*** Source passage ***

Read The Iceman: The Rise and Fall of a Crime Lord Online
Authors: Jim Wilson
The meeting launched a three-year crime-fighting offensive against some of the most ruthless and effective gangs in Scotland and it set the agency’s sights squarely on one man – Scotland’s biggest international drugs trafficker, Jamie Stevenson. From that point on, the Operation Folklore team was not gathering intelligence on Stevenson – they were trying to lock him up.
One SCDEA officer, with knowledge of the meeting, said:
There was no fanfare, no great excitement. There would have been a realisation that this was only the beginning of what, in all likelihood, was going to be a long, hard investigation into a criminal who had shown himself capable of avoiding conviction despite operating at a very high level for a very long time.

*** Records ***

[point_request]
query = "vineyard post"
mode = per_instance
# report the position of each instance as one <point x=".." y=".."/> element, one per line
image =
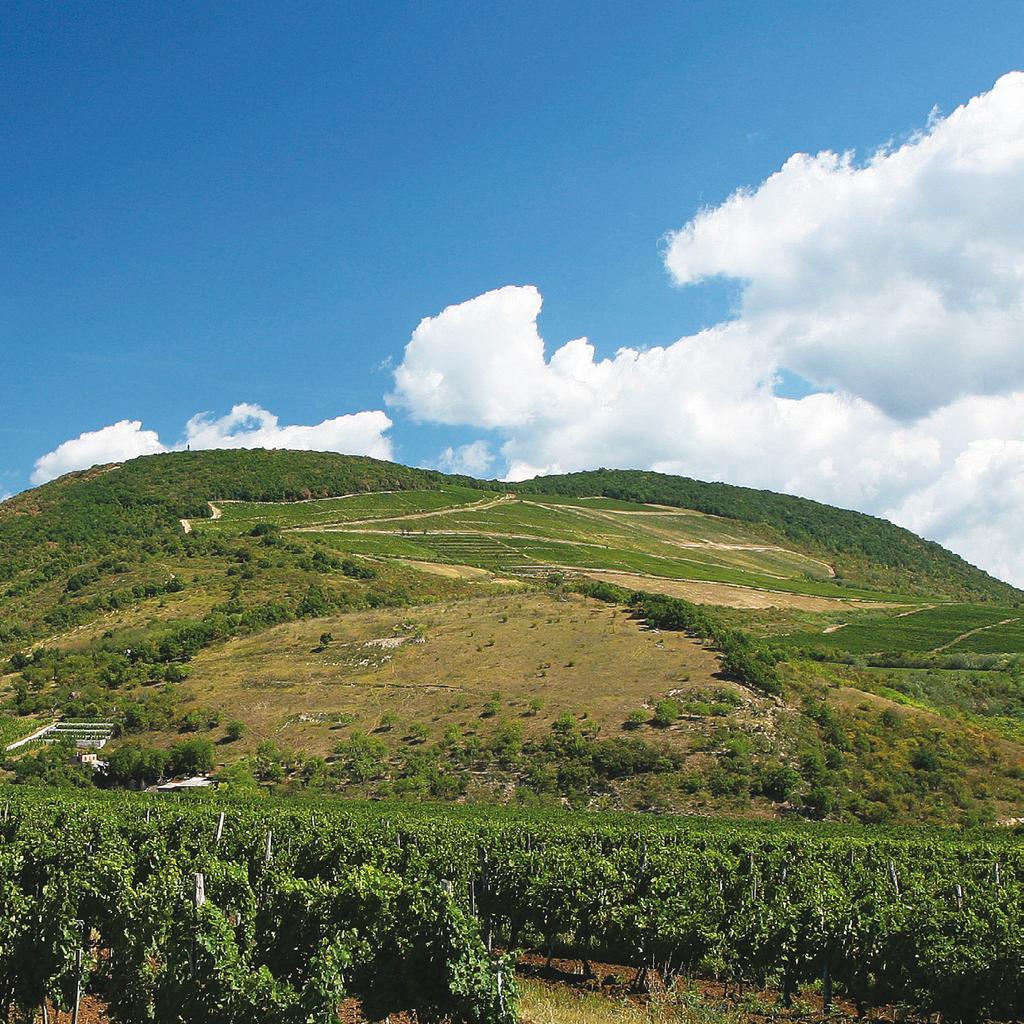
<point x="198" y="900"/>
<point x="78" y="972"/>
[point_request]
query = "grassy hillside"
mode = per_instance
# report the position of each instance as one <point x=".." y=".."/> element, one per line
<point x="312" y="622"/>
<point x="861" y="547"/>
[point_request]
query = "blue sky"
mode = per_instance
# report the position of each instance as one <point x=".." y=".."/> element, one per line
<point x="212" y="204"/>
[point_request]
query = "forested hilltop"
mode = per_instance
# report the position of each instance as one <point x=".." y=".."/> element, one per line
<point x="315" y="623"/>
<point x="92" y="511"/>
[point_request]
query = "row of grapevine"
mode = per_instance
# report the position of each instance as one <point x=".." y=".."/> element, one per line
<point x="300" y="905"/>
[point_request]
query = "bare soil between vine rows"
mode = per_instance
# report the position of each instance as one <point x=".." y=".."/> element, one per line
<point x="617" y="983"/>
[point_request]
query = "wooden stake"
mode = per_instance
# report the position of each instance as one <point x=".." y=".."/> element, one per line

***
*** Records ***

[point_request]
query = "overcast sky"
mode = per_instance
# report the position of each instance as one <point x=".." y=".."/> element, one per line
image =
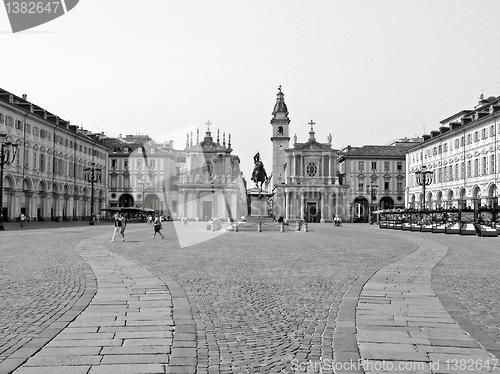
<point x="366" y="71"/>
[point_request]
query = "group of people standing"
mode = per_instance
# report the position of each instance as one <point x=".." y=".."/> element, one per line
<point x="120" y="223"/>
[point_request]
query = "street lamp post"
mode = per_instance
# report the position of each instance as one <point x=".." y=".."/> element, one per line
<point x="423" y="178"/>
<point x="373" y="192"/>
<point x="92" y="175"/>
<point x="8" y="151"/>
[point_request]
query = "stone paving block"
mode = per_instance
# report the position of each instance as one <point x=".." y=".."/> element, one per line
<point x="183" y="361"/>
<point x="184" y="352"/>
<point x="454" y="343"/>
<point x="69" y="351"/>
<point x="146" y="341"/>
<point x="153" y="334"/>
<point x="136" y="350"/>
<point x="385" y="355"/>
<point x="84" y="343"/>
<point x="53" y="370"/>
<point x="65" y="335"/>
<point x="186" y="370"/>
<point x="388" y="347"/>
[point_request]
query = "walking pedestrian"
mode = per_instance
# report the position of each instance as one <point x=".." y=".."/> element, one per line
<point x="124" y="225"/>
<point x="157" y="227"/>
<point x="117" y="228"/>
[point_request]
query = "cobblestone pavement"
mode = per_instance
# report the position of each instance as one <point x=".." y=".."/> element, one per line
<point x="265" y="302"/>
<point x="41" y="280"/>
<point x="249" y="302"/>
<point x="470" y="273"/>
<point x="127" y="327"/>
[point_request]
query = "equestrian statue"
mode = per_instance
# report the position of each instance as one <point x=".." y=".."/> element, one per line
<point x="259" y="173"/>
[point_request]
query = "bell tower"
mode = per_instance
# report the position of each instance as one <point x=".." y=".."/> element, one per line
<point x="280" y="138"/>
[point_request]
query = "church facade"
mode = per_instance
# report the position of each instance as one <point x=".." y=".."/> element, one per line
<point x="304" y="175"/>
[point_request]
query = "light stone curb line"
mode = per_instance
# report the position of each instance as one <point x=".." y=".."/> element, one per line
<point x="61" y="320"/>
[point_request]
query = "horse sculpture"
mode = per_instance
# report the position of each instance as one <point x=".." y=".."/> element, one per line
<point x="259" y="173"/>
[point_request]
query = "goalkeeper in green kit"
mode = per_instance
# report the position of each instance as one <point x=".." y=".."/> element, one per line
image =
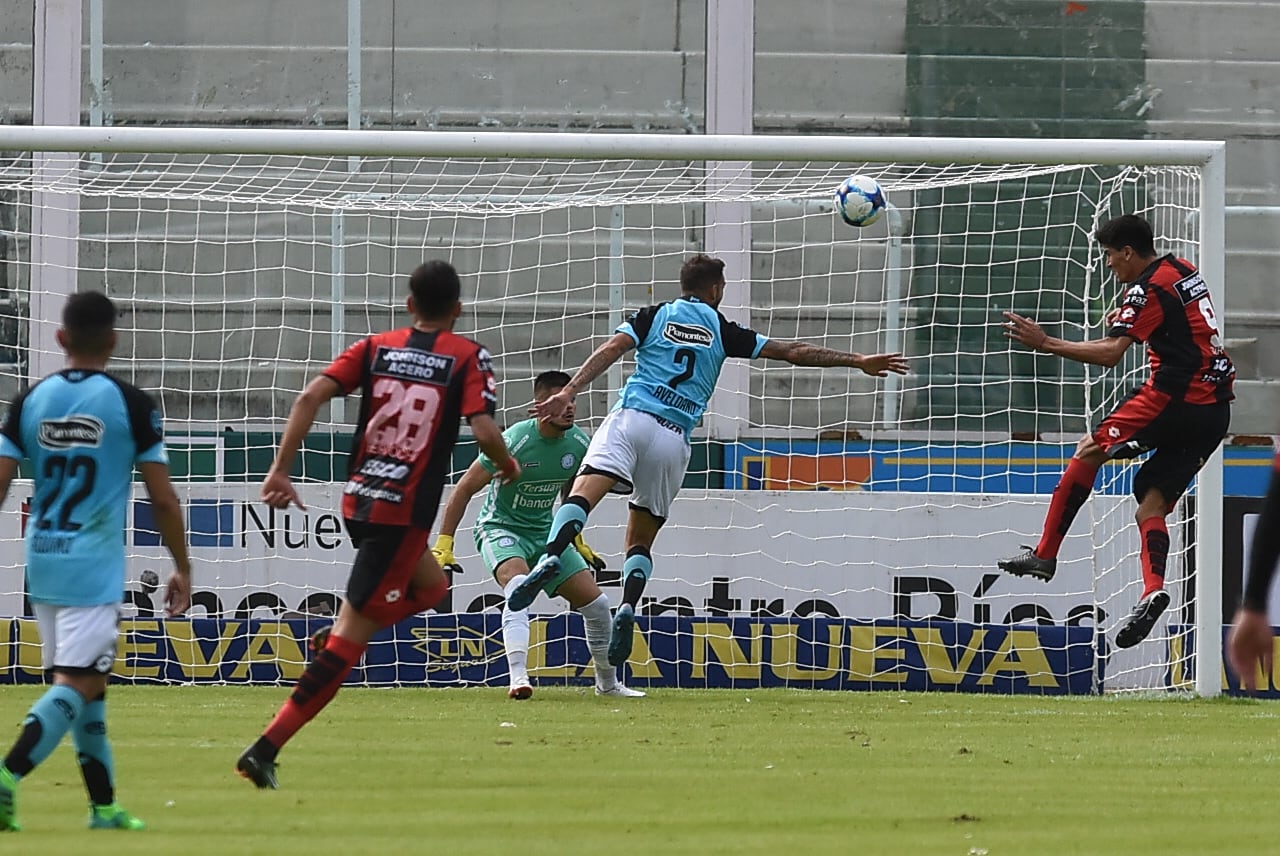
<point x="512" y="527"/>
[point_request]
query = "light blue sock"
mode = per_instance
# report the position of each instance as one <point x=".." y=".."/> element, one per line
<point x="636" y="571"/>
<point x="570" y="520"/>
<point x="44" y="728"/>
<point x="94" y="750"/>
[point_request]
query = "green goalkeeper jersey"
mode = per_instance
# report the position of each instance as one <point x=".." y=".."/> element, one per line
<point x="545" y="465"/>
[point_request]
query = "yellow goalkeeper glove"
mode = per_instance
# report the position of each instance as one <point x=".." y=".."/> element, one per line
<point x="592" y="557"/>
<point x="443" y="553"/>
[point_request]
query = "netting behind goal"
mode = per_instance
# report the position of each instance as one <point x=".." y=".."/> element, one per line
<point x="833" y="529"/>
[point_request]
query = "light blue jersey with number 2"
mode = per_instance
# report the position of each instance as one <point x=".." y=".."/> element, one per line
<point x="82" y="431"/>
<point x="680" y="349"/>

***
*** Records ***

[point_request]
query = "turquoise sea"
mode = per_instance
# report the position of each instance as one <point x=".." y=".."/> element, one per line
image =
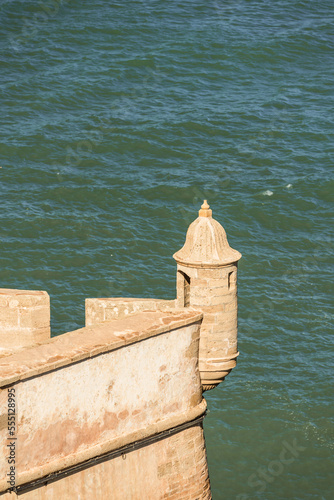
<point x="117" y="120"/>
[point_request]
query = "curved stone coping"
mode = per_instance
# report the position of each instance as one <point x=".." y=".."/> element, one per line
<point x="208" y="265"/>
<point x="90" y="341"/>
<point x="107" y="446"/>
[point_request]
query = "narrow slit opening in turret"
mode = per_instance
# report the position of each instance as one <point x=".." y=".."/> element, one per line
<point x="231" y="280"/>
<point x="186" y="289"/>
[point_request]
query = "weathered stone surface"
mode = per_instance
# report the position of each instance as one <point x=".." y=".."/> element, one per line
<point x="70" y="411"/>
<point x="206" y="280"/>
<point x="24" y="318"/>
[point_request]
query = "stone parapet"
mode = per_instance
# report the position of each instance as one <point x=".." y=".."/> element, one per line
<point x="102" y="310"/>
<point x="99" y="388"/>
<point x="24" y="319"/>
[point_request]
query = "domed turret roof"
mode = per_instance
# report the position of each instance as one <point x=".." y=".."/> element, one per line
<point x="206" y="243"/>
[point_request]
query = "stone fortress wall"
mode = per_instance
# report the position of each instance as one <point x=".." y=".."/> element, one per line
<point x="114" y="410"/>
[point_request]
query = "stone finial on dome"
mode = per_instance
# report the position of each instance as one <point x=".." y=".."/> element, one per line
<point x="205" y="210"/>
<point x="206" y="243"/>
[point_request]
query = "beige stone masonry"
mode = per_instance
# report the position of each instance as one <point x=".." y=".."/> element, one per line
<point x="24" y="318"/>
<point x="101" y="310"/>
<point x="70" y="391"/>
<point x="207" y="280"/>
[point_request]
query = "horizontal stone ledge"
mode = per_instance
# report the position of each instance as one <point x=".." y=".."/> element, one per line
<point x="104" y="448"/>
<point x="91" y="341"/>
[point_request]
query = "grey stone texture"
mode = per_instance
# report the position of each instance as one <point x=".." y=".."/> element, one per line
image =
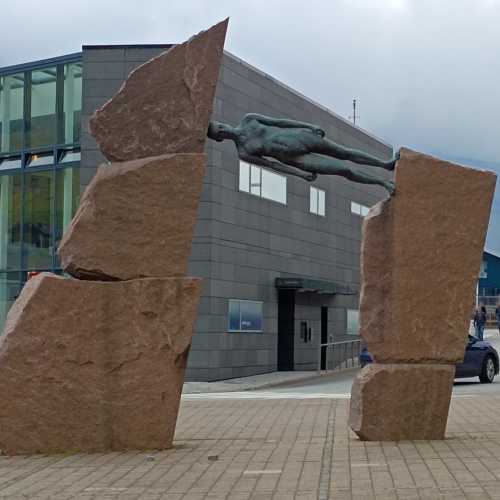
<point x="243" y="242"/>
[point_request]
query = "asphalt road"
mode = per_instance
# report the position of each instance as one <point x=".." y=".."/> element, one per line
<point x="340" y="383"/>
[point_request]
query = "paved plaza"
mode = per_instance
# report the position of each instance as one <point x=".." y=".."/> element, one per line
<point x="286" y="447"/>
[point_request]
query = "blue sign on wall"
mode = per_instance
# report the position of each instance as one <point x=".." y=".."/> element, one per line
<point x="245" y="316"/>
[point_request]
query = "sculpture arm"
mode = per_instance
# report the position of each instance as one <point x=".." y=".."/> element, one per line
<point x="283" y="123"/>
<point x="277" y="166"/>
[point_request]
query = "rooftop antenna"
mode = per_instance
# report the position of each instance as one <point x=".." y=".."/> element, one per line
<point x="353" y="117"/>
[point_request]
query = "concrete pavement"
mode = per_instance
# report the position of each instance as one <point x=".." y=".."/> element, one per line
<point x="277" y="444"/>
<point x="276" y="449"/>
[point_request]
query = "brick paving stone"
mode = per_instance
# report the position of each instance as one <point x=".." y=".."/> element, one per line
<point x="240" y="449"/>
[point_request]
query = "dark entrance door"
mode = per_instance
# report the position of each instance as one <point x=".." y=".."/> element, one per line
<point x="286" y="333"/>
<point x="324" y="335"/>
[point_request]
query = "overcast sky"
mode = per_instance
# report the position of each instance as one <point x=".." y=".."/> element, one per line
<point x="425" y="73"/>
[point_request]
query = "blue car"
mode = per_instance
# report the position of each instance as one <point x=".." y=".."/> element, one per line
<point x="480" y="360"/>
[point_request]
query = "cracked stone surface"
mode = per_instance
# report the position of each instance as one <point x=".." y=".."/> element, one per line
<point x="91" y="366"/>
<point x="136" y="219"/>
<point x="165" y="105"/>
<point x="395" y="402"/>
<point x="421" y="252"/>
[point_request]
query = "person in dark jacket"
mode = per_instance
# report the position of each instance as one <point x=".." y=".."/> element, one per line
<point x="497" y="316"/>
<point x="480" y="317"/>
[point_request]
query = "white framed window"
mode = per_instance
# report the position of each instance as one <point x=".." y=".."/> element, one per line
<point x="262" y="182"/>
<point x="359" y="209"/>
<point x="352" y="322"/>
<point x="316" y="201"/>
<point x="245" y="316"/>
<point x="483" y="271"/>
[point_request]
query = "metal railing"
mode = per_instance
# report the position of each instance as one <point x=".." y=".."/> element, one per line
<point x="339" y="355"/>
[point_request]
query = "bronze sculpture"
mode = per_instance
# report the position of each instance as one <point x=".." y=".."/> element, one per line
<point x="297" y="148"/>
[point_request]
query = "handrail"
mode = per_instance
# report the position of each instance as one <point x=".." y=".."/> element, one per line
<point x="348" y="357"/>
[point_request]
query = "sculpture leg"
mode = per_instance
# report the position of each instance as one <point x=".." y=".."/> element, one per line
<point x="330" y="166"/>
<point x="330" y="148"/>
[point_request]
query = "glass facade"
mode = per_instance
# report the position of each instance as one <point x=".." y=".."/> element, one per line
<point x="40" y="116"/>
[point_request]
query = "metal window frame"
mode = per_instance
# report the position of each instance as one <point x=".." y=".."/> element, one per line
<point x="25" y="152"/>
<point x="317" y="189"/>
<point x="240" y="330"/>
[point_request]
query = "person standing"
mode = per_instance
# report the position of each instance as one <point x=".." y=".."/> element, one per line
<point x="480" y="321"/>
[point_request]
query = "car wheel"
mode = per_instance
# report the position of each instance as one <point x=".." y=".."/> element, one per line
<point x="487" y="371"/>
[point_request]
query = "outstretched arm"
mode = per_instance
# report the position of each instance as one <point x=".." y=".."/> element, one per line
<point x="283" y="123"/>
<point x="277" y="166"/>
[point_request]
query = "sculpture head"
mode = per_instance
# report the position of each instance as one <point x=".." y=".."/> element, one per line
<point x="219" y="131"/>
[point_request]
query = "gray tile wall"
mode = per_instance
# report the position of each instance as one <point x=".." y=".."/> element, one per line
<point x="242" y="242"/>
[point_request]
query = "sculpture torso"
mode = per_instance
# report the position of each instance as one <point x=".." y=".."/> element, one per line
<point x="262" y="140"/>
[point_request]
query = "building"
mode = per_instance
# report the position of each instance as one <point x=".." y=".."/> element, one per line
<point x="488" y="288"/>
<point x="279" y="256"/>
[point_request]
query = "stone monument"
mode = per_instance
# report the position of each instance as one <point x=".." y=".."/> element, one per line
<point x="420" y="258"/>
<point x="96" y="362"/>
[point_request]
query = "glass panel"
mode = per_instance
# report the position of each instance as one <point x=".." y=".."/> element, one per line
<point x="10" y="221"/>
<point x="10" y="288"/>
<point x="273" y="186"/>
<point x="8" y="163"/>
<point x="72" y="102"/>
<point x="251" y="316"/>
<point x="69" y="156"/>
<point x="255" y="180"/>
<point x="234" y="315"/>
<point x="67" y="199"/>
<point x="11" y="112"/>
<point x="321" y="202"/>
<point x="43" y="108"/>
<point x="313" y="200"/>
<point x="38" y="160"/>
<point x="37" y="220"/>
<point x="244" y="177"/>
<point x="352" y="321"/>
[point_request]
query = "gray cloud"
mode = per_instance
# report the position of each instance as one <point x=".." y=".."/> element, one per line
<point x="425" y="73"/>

***

According to the source passage about the Iceman, which man did the offensive set the agency's sights on?

Jamie Stevenson, Scotland's biggest international drugs trafficker.